◆ What is required
Locate every line in the records below that contains the word "side", and copy each one.

Saved entries
────────────────────────────────────────

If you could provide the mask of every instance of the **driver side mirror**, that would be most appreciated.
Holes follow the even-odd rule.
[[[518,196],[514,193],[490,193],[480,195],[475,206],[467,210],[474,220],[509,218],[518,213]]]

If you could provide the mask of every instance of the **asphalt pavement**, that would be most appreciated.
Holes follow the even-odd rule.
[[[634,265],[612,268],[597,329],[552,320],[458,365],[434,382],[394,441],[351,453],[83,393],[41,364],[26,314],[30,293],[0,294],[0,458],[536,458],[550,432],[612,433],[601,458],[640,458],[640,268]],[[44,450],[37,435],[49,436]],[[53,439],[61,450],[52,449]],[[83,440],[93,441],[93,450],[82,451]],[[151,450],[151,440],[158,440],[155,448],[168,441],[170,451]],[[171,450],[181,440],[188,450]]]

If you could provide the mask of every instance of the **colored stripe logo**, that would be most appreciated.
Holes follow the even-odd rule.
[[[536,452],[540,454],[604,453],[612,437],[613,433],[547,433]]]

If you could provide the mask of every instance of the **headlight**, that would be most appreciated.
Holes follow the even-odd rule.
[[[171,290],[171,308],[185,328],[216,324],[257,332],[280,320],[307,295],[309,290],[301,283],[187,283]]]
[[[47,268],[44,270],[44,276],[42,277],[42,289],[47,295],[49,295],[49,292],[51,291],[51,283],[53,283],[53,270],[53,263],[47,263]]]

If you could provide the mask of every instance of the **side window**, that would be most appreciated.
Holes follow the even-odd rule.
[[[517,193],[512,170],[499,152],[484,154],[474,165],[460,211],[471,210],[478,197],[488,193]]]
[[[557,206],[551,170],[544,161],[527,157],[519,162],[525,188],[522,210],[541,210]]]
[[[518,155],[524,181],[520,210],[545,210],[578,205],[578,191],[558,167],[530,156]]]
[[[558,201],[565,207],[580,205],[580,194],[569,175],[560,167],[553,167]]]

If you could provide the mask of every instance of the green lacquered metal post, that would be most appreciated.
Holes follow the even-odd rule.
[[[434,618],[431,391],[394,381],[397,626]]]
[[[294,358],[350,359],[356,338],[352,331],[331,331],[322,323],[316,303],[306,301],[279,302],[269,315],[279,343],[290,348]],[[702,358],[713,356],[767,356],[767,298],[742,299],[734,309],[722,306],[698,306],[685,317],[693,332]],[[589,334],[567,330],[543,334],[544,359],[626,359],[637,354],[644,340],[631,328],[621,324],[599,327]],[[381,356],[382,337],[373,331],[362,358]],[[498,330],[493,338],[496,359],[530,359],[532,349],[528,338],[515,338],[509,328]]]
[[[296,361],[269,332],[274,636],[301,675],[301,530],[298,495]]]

────────────────────────────────────────

◆ Written response
If you could provide the mask of every instance of the **driver side mirror**, that would be most appreciated.
If you could provide the mask of every instance of the **side window**, that would be most appreciated.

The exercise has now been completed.